- [Text provided]
Simply put, a dentist will take an x-ray to see what we cannot see in an oral exam. But what are a few scenarios in which a dentist might take an x-ray?
If you are a new patient at a practice, the dentist may want a clear full picture of your oral health. They’ll also review your dental and medical history and give a full oral exam. They are looking for anything that may need to be addressed right away or down the line concerning your oral health. The x-ray not only helps them see possible decay, but with it they can also check for bone fractures, tumors, cysts and even sinus issues.
If a patient is complaining about pain, hasn’t had any dental work in that area, and it can’t be diagnosed through a visual exam.
Sometimes there are areas of decay that are hidden between the teeth, and an x-ray can make them visible. If there is a new area of pain or sensitivity and it can’t be seen with an oral exam, your dentist might want to take an x-ray, especially if there hasn’t been any dental work in that particular area.

- [Listed records]

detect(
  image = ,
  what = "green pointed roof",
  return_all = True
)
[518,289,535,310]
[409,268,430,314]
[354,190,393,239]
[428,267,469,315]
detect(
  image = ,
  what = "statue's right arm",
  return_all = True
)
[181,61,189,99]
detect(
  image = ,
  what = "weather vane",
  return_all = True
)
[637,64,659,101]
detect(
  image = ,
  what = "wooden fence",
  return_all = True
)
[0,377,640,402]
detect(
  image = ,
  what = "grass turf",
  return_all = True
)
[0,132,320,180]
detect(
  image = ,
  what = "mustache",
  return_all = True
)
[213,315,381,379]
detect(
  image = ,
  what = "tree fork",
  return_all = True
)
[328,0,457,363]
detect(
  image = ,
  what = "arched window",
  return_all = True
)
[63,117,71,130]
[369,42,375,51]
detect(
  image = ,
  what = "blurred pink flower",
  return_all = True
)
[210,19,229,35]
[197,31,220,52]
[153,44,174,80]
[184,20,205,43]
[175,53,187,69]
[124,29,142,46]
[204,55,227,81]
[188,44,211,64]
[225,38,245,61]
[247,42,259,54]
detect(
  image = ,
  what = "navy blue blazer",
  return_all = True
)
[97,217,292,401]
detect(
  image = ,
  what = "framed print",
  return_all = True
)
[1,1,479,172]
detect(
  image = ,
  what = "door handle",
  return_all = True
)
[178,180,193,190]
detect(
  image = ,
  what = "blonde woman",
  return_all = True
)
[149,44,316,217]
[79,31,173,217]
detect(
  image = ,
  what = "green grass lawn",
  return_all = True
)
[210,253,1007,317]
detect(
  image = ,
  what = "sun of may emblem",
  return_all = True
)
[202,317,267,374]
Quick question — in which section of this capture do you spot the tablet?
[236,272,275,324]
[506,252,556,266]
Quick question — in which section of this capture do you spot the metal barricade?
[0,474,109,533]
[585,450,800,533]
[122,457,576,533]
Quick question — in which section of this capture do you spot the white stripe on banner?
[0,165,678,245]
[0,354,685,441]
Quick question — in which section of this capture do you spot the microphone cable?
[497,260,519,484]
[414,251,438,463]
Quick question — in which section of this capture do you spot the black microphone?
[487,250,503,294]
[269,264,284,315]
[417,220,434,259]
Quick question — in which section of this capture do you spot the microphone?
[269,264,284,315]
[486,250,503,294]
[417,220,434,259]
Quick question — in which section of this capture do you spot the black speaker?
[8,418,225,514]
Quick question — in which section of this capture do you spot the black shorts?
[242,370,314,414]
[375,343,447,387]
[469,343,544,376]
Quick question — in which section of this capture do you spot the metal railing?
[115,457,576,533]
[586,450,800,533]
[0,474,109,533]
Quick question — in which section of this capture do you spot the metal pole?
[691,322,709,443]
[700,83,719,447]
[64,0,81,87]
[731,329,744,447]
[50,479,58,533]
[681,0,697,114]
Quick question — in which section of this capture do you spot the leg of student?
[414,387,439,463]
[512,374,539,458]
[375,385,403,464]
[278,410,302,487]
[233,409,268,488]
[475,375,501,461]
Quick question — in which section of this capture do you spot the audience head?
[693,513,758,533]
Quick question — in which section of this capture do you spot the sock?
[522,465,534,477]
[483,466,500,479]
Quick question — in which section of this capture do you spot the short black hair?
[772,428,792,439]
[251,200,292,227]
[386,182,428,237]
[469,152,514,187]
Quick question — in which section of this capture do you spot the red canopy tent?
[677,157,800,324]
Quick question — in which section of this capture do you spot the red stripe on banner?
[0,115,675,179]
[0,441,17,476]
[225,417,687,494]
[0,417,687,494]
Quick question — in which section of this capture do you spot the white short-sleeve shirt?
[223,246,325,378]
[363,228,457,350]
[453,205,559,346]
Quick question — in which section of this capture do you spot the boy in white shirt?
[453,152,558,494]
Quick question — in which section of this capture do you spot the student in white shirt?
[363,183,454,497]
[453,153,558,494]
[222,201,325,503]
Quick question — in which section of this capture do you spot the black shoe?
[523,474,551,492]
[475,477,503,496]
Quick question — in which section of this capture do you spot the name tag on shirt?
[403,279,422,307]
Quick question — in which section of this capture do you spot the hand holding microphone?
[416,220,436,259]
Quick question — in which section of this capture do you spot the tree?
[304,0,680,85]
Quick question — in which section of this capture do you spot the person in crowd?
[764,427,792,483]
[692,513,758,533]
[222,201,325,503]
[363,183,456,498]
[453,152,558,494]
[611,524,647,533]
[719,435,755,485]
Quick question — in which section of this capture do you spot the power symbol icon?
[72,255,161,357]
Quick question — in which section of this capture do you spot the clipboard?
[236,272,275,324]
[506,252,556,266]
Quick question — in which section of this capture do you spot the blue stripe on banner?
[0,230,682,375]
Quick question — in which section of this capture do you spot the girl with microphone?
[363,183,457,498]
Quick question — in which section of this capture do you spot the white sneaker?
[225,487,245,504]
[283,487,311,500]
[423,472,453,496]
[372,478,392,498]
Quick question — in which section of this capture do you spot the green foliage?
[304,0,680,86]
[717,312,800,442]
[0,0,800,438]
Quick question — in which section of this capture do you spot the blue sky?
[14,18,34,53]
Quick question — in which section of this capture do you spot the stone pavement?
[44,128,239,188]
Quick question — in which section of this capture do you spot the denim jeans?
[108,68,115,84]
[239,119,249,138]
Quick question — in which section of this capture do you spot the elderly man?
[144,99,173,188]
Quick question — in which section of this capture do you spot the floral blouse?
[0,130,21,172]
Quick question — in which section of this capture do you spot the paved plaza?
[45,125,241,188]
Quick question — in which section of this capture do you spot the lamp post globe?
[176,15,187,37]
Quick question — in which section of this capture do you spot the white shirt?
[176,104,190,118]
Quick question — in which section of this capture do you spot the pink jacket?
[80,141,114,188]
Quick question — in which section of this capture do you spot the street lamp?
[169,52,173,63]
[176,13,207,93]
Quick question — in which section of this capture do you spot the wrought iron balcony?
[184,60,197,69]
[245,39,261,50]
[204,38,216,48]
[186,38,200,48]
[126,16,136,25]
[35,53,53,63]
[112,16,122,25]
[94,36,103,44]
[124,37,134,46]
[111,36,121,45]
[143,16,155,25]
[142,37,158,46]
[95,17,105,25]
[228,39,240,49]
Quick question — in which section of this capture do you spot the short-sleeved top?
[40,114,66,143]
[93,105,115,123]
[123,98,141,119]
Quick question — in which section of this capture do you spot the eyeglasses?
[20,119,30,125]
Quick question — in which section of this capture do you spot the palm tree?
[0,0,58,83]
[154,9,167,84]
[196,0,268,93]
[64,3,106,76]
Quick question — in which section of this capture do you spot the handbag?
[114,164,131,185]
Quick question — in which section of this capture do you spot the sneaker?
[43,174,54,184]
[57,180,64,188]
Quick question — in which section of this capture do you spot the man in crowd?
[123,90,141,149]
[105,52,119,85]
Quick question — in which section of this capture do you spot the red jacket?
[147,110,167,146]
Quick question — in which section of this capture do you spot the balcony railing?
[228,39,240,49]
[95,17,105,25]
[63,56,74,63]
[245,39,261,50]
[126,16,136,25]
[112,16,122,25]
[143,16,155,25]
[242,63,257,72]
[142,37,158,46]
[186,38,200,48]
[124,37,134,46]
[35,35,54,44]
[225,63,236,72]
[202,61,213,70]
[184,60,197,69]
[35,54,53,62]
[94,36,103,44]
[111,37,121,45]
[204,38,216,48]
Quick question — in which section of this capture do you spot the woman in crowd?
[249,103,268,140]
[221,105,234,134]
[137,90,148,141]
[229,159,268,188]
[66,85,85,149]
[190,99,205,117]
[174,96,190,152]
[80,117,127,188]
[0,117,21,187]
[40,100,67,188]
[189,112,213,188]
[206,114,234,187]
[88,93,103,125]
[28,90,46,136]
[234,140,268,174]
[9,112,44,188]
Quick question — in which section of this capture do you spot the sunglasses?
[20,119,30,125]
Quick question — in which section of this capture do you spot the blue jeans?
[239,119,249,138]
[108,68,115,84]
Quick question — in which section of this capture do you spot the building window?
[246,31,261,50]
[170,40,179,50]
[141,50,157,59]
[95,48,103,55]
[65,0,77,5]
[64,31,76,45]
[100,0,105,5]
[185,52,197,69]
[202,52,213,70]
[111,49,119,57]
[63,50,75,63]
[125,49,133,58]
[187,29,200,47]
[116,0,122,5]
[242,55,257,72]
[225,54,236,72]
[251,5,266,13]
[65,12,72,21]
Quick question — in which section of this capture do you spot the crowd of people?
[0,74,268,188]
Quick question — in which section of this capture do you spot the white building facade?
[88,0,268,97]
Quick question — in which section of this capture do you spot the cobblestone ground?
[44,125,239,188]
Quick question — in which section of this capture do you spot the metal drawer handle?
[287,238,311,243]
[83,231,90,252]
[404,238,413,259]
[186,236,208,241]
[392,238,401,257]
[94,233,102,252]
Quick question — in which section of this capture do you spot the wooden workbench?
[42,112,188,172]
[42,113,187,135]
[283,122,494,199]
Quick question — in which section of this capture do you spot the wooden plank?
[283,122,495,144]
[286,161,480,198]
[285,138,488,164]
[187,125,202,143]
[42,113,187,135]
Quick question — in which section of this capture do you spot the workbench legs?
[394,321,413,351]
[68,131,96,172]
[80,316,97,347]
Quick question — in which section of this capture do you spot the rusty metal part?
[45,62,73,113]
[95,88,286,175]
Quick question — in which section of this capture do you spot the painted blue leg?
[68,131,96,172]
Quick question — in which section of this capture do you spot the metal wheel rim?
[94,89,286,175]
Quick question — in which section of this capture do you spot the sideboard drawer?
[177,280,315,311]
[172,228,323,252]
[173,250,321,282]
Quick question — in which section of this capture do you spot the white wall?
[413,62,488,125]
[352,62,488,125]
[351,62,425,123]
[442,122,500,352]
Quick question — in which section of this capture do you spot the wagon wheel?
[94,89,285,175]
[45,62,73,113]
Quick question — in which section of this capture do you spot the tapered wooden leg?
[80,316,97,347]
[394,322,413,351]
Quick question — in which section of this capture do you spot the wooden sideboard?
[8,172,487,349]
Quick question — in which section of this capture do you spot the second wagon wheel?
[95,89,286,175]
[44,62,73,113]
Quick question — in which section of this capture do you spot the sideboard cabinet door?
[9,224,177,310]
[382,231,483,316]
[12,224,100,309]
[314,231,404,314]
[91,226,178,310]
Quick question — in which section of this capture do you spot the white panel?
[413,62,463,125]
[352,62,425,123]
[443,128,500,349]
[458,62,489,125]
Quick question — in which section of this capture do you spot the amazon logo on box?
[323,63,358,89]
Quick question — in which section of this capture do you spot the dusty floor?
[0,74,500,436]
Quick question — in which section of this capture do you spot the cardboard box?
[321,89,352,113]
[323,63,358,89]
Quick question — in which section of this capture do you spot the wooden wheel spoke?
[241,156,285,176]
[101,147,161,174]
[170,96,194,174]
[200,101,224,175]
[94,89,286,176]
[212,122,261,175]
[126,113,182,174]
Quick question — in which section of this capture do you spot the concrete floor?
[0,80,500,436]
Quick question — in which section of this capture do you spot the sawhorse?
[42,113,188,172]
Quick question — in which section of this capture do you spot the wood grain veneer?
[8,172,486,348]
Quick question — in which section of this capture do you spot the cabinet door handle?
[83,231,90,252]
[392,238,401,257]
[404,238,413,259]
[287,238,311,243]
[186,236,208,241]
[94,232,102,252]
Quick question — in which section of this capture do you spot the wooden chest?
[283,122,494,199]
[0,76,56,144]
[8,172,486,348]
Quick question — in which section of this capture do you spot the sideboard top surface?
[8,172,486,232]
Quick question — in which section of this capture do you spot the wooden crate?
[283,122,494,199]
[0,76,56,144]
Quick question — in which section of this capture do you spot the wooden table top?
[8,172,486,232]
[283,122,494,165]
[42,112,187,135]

- [What to work on] According to the dental x-ray text, what can a dentist check for with an x-ray besides possible decay?

- [Your solution] Bone fractures, tumors, cysts and even sinus issues.